• **Data entries**:
>> start

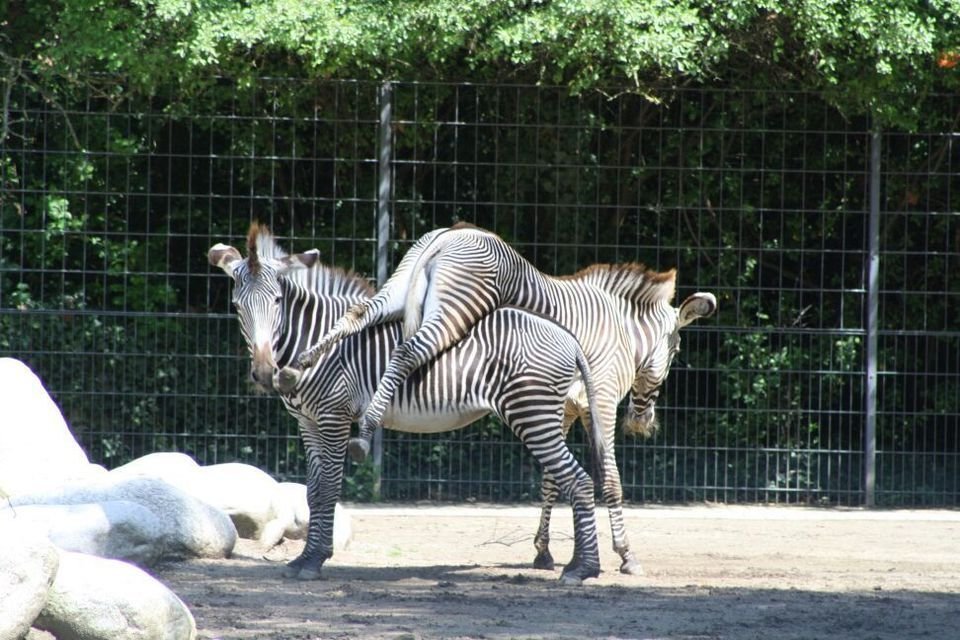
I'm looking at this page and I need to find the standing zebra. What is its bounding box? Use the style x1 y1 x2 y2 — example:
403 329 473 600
214 226 606 583
279 225 716 574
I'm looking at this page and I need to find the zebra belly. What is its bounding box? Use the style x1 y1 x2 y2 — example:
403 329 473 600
383 407 490 433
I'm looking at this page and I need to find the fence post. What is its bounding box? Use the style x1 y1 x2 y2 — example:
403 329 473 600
863 130 881 507
373 81 393 500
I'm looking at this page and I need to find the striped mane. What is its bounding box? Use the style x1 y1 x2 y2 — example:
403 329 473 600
247 223 376 298
561 262 677 304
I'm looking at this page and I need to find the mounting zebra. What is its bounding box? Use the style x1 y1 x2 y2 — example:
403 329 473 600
279 225 717 574
208 225 606 583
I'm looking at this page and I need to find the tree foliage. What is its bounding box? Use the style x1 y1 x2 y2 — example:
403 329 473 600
0 0 960 124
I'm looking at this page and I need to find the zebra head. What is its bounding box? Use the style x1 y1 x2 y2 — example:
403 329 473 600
623 293 717 437
207 224 320 391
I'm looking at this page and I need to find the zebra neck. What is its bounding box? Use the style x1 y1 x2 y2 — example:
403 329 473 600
274 283 361 368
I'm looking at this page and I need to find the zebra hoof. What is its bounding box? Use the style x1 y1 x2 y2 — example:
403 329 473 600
347 438 370 462
297 569 321 580
560 562 600 585
620 555 643 576
533 551 555 571
276 367 302 394
560 573 583 587
280 558 303 578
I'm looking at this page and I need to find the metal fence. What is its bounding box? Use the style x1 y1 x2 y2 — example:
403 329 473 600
0 78 960 506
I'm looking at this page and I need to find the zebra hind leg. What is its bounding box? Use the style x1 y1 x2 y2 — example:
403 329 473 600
560 464 600 585
533 470 560 571
527 442 600 584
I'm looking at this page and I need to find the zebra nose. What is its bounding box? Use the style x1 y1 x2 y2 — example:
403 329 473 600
250 367 273 391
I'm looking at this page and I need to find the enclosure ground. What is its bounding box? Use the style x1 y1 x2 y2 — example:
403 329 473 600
159 506 960 640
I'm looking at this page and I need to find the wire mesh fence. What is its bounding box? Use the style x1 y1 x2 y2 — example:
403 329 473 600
0 79 960 505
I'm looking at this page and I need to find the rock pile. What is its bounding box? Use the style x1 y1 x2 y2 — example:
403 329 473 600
0 358 350 640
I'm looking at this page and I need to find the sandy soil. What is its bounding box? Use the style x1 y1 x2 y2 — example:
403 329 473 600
159 506 960 640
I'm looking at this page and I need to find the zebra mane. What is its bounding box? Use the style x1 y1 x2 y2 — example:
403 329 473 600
560 262 677 304
247 222 376 298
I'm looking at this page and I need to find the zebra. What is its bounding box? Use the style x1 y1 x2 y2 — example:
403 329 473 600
278 224 716 574
208 225 606 583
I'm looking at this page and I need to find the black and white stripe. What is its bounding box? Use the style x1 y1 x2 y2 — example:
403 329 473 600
284 226 715 573
210 228 606 582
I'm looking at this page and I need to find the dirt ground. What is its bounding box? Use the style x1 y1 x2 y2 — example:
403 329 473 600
159 506 960 640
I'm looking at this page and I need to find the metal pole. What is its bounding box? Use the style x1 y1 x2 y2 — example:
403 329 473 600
373 82 393 499
863 131 881 507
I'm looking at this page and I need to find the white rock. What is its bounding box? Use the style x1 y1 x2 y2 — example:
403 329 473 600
110 452 298 547
199 462 295 547
0 358 104 496
34 551 197 640
0 500 165 567
110 451 201 484
0 521 60 640
10 474 237 558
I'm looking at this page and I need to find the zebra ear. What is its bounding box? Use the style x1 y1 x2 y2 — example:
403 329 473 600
280 249 320 272
207 242 242 276
677 293 717 329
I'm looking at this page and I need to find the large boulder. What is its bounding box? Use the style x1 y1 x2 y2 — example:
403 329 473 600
110 452 309 547
34 551 197 640
0 358 106 497
0 520 60 640
0 500 165 567
200 462 295 547
10 474 237 558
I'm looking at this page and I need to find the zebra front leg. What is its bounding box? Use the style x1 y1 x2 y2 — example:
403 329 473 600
533 412 572 571
283 418 350 580
603 447 643 576
510 410 600 584
558 462 600 584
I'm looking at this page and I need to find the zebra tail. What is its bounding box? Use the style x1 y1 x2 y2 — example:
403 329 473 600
577 349 607 486
403 229 451 340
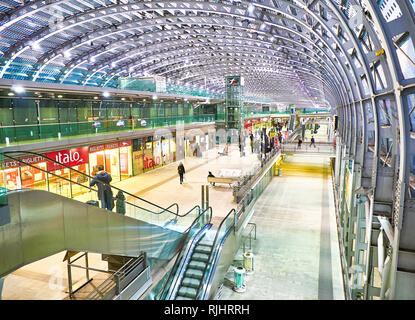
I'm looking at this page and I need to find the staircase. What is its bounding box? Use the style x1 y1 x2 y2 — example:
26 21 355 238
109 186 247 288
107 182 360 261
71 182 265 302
175 236 213 300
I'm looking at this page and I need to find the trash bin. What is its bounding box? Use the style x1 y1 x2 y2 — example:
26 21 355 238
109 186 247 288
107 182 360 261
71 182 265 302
233 267 246 293
244 252 254 274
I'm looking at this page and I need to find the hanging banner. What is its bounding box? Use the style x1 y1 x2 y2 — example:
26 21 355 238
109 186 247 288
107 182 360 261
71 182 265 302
46 147 89 171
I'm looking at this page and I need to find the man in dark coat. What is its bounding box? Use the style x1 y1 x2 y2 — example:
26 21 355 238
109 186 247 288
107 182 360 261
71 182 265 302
177 162 186 184
89 165 112 211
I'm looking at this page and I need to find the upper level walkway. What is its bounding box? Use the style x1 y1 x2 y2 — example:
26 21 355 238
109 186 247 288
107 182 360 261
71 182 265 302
2 142 259 300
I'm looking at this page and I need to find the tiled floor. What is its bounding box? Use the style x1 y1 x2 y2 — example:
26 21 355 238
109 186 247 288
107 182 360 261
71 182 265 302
222 155 344 300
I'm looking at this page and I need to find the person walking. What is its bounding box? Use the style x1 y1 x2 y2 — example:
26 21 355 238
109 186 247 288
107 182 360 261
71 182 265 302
89 165 112 211
310 136 316 148
208 171 215 186
115 190 125 215
177 162 186 184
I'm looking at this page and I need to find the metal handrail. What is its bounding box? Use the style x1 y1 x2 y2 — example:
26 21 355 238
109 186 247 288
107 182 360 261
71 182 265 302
196 209 237 297
242 222 256 252
85 254 145 300
3 151 190 217
154 207 212 300
169 224 211 297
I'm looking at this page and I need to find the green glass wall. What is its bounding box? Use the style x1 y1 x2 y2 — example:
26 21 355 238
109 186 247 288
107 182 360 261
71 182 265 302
0 97 215 147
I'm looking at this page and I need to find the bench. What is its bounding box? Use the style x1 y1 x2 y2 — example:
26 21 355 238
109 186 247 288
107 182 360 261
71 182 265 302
208 177 238 186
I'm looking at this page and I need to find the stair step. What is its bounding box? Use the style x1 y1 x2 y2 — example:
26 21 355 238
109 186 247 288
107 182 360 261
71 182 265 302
182 278 200 289
189 261 206 271
192 252 209 262
184 268 203 279
178 286 197 299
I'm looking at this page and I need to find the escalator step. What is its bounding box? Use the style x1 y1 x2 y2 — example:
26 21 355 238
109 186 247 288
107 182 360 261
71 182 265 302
192 252 209 262
182 278 200 289
198 237 213 247
178 286 197 299
184 268 203 279
189 261 206 270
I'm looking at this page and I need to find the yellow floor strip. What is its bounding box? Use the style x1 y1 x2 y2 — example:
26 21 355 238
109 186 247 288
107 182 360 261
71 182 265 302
280 162 326 178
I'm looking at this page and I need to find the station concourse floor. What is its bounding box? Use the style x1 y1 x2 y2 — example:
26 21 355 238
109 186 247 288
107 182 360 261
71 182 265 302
2 144 259 300
221 155 344 300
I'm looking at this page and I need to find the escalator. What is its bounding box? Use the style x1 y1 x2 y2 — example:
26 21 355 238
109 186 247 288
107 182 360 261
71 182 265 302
0 152 208 277
175 236 213 300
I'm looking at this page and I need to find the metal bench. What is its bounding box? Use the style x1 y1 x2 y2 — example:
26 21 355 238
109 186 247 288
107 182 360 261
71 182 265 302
208 177 237 186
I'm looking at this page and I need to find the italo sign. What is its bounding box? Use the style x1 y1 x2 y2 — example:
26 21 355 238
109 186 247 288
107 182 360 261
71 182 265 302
1 155 45 169
46 147 89 171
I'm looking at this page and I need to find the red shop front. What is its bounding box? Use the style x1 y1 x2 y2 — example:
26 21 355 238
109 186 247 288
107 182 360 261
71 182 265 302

>> end

• **What you have to do**:
Copy out word for word the lines from the one containing "find the italo" up to and including the last line of the items.

• **The response**:
I'm looking at this page and I need to find the italo sign. What is its bounding box? Use the style x1 y1 x2 y2 — example:
26 21 355 238
109 186 247 288
107 182 360 261
71 182 265 302
1 155 45 169
46 147 89 171
I'm looking at this page and I need to find the red shop front. What is its bounding box? Use the style x1 y1 x2 y2 — example:
26 21 355 238
109 186 247 288
107 182 360 261
71 182 265 302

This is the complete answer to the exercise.